**EXERCISE:** Please copy the stretch of rows from the line containing "point: the child's dark" through the end of the rows below, keeping every character unchanged.
-- -- --
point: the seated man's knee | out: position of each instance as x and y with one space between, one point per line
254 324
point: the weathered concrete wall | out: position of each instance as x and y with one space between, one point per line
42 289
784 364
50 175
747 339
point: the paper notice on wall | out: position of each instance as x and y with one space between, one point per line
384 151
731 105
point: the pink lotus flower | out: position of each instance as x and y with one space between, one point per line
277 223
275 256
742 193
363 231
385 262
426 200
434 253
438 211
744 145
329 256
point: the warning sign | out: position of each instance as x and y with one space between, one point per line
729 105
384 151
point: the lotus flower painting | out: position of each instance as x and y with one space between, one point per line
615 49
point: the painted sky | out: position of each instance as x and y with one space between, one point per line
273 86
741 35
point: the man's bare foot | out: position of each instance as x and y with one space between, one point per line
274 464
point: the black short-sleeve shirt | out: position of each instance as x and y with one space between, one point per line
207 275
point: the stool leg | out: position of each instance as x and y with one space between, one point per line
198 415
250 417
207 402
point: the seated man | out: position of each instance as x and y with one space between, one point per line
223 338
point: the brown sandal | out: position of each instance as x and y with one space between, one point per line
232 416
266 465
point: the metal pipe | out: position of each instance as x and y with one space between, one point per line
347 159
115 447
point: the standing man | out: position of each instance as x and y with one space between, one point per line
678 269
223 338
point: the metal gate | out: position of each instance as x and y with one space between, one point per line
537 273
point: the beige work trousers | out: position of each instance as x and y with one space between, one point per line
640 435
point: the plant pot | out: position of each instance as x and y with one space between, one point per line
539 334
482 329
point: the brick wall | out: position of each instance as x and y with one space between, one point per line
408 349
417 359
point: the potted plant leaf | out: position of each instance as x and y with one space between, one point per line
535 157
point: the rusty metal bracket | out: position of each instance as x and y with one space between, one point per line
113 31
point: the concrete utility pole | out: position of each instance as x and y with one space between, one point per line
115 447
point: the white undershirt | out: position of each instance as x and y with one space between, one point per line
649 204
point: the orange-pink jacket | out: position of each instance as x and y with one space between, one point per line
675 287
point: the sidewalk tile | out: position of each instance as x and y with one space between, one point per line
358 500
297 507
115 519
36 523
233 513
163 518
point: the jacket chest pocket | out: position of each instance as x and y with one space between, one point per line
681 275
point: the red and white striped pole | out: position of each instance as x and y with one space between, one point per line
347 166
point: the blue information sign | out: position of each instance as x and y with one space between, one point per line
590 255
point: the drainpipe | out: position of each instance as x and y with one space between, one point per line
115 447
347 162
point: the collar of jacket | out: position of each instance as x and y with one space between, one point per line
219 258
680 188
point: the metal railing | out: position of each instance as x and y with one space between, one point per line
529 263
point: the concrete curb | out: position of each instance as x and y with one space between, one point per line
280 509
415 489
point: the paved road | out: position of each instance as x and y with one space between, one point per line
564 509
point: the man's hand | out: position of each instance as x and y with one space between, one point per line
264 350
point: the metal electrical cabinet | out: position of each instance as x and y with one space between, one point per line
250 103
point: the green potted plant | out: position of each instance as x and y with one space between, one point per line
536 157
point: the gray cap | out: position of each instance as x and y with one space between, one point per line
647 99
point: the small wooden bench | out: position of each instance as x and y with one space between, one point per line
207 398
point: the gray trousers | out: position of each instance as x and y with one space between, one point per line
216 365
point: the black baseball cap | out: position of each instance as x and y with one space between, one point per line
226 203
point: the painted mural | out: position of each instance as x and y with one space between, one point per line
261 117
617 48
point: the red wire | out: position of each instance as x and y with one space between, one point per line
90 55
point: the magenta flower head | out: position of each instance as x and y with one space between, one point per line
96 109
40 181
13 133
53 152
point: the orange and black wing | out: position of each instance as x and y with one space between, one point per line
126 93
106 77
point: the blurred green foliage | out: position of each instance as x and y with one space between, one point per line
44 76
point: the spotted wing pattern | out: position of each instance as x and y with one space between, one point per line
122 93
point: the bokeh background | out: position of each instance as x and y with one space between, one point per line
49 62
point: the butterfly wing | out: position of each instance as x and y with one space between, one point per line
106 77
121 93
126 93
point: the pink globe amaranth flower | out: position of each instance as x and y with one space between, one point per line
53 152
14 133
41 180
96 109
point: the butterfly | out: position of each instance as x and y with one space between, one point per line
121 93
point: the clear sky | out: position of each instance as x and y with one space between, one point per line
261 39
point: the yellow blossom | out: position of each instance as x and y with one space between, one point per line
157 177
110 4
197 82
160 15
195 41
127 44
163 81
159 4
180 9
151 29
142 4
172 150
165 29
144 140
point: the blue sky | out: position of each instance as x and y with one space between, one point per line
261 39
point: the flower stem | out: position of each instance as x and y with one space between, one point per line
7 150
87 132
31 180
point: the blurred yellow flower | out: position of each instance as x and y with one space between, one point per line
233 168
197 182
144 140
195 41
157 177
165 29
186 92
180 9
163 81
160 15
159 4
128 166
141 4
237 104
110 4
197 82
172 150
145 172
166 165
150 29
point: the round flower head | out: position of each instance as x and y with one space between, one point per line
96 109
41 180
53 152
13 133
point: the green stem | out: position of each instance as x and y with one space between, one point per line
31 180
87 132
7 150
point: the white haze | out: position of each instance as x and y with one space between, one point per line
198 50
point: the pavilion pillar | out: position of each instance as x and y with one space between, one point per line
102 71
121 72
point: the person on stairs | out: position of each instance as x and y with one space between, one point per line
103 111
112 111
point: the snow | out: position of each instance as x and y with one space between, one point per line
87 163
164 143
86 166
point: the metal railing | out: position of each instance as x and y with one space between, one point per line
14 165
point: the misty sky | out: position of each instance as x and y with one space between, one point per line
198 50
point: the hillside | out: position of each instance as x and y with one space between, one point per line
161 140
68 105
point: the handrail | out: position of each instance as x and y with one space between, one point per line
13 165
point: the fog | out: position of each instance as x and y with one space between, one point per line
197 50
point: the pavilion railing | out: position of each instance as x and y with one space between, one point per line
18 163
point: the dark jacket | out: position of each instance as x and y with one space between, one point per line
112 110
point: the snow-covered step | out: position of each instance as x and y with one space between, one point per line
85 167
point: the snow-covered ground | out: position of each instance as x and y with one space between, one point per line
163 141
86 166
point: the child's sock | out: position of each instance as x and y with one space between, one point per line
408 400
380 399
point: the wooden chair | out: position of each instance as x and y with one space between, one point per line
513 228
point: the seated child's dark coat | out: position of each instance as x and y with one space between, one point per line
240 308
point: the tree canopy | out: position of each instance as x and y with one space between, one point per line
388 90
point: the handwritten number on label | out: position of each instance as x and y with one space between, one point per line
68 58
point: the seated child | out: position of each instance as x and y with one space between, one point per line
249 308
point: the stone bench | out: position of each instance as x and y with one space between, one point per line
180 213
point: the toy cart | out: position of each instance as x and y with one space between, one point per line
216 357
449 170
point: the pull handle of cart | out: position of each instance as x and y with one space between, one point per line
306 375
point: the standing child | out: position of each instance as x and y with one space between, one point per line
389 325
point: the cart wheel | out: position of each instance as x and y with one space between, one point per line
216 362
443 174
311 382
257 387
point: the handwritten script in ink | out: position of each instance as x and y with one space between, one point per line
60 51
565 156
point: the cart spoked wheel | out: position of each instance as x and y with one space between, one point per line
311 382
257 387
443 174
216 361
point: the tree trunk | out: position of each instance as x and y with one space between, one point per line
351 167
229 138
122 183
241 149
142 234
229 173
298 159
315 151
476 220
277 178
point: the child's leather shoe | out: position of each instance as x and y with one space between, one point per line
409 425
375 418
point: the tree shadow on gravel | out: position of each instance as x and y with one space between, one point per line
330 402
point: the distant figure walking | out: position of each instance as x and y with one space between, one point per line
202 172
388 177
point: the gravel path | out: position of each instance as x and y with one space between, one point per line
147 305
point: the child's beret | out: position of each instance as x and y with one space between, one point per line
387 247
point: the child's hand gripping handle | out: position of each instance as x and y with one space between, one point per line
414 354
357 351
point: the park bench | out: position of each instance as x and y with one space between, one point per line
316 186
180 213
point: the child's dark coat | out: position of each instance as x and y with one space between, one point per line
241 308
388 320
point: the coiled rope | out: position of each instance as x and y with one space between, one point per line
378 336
-- -- --
**SOLUTION FOR THIS PROBLEM:**
point: the child's dark coat | out: position of each instance as x and y with one space between, one point per line
241 308
388 320
point: the coiled rope | out: position of each instance as x and y with one space between, one point per line
378 336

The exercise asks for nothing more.